:: Given information ::
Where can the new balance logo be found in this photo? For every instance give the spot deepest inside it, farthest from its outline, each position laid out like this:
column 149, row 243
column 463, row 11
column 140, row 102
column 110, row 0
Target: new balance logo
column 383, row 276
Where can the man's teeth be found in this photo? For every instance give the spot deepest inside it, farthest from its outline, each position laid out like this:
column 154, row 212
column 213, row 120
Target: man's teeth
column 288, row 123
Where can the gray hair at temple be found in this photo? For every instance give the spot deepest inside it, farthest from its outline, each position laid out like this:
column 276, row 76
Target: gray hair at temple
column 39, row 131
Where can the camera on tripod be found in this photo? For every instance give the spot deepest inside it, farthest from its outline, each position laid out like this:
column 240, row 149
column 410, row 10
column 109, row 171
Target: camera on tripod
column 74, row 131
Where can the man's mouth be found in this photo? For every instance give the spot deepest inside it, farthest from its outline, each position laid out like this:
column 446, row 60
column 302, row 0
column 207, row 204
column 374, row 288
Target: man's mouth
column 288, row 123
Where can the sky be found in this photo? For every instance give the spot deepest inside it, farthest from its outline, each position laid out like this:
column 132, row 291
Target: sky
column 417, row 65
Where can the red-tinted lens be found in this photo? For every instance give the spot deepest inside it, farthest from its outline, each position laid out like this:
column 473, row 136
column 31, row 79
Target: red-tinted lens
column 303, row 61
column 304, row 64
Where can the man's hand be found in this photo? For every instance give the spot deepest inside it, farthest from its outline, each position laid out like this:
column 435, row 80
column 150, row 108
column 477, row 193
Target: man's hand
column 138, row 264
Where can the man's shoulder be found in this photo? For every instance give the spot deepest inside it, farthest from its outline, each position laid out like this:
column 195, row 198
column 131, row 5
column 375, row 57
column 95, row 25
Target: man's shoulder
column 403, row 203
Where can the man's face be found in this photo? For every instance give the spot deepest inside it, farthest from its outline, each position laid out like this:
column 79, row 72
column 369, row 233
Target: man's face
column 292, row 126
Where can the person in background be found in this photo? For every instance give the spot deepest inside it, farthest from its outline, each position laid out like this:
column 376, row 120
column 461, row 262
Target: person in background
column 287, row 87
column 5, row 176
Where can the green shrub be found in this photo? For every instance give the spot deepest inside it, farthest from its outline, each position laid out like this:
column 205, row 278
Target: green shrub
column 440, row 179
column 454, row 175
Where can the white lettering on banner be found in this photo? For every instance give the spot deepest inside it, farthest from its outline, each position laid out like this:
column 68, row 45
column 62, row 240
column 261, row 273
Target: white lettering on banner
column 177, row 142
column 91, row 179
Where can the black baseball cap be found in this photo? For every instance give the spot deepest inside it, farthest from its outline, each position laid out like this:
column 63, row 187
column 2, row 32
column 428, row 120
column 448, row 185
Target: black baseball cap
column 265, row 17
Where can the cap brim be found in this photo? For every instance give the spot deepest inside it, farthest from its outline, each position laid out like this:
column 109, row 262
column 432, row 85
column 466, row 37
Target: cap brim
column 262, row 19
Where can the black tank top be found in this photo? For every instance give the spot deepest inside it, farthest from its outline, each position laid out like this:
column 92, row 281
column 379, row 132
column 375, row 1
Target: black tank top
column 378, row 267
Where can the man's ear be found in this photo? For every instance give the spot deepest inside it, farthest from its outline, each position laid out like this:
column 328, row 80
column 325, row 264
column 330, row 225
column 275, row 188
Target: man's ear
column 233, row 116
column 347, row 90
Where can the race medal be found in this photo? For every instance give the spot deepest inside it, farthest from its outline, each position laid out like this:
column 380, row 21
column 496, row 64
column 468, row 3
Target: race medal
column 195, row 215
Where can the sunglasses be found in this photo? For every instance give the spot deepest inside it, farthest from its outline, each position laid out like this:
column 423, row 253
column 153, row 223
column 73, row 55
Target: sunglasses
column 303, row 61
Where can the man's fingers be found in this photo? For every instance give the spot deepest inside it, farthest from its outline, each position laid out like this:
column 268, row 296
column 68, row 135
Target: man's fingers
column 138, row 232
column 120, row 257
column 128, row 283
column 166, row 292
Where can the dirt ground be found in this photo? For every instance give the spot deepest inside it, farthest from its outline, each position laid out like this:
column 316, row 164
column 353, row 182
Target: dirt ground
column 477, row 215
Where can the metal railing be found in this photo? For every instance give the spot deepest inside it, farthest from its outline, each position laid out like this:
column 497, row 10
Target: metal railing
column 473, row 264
:::
■ Exercise description
Return every record, leaving each line exactly as it was given.

■ Solution for this problem
Where can the new balance logo be found in this photo? For every instance give the spot deepest inside it, farthest from its outline, each position laid out like this:
column 149, row 243
column 463, row 11
column 140, row 102
column 110, row 0
Target: new balance logo
column 383, row 276
Where can the man's teeth be found in this photo? For every instance give the spot deepest inside it, farthest from its outline, each position laid out like this:
column 154, row 212
column 213, row 120
Target: man's teeth
column 288, row 123
Where can the gray hair at temple be found in this photo? For every instance give the spot deepest inside it, farthest from its outline, each position laid out like this:
column 276, row 76
Target: gray hair at temple
column 39, row 131
Where can the camera on tripod be found in this photo? For every instance give the spot deepest inside it, farthest from its outline, each position laid out like this:
column 240, row 149
column 410, row 10
column 109, row 171
Target: camera on tripod
column 74, row 131
Where can the man's mouth be found in this photo? For every instance give the spot deepest inside it, farthest from its outline, each position laid out like this:
column 446, row 60
column 302, row 0
column 207, row 204
column 374, row 288
Target: man's mouth
column 288, row 123
Where can the sky be found in this photo? For every instance give the spot deepest inside it, farthest from its outline, each position laid out like this:
column 132, row 291
Target: sky
column 417, row 65
Where can the red-tinted lens be found in this photo? For every instance give the spot deepest inside it, farthest from its outline, each position laid out like this:
column 473, row 136
column 31, row 79
Target: red-tinted lens
column 303, row 61
column 304, row 64
Where can the man's hand be found in this photo? For every instance give the spot deepest inside it, farthest from its outline, each position laid out like this:
column 435, row 80
column 150, row 108
column 477, row 193
Target: man's hand
column 138, row 264
Where can the man's shoulder be found in this photo? For every instance give the spot deepest inside it, farthest from its outline, each position laid out like this:
column 195, row 198
column 131, row 5
column 375, row 57
column 95, row 25
Target: man's shoulder
column 403, row 203
Where can the man's face be found in this photo? For every instance give the spot deepest inside it, farthest from its outline, each position laid out like this:
column 79, row 72
column 369, row 233
Target: man's face
column 292, row 126
Where can the person in background be found in this photo? For every instance give the spot deepest inside it, farthest from its outline, each position laid out like this:
column 376, row 120
column 461, row 262
Target: person in background
column 287, row 87
column 5, row 176
Where can the green shrub be found in this photo? For every instance give the spot deepest inside it, farthest from its outline, each position laid out like this:
column 205, row 278
Target: green shrub
column 440, row 179
column 454, row 175
Where can the white lettering on banner be found in this photo? For every instance give the spot deepest inside it, farthest from its outline, each position laid out like this:
column 68, row 45
column 62, row 240
column 261, row 273
Target: white lettering on banner
column 177, row 142
column 91, row 179
Where can the black baseball cap be found in this photo? For every instance give the spot deepest inside it, farthest from its outline, each position laid out like this:
column 63, row 187
column 2, row 32
column 428, row 120
column 448, row 185
Target: black baseball cap
column 265, row 17
Where can the cap brim be found in this photo? For every instance give the spot deepest inside it, farthest from its outline, each position laid out like this:
column 109, row 262
column 432, row 85
column 466, row 37
Target: cap brim
column 262, row 19
Where can the black tank top be found in this photo? For every instance give the spot deepest inside it, farthest from its outline, each position laid out like this:
column 92, row 281
column 379, row 132
column 375, row 1
Target: black tank top
column 378, row 267
Where can the man's ear be found in this photo? For every instance give the spot deepest inside it, farthest from its outline, each position laid out like this:
column 328, row 80
column 325, row 264
column 330, row 225
column 275, row 188
Target: man's ear
column 233, row 116
column 347, row 90
Where can the race medal be found in this photo? For every instance give the spot deepest inside it, farthest from its outline, each position laid out like this:
column 380, row 21
column 496, row 64
column 468, row 3
Target: race medal
column 195, row 215
Where can the sunglasses be found in this photo? For every instance give the spot deepest inside it, farthest from its outline, each position laid out like this:
column 423, row 253
column 153, row 223
column 73, row 55
Target: sunglasses
column 303, row 61
Where can the man's fingers be found in this photo? For every instance give the spot deepest inside it, farthest from its outline, each position laid out like this:
column 268, row 296
column 68, row 135
Target: man's fingers
column 138, row 232
column 120, row 257
column 128, row 283
column 166, row 292
Where can the dirt ground be found in this photo? For every instance give the spot deepest inside it, farthest from its outline, each position laid out like this:
column 316, row 164
column 353, row 182
Target: dirt ground
column 477, row 215
Where can the metal railing be found in this photo? For every instance give the spot deepest inside it, farthest from its outline, each position laid out like this:
column 497, row 10
Target: metal railing
column 473, row 264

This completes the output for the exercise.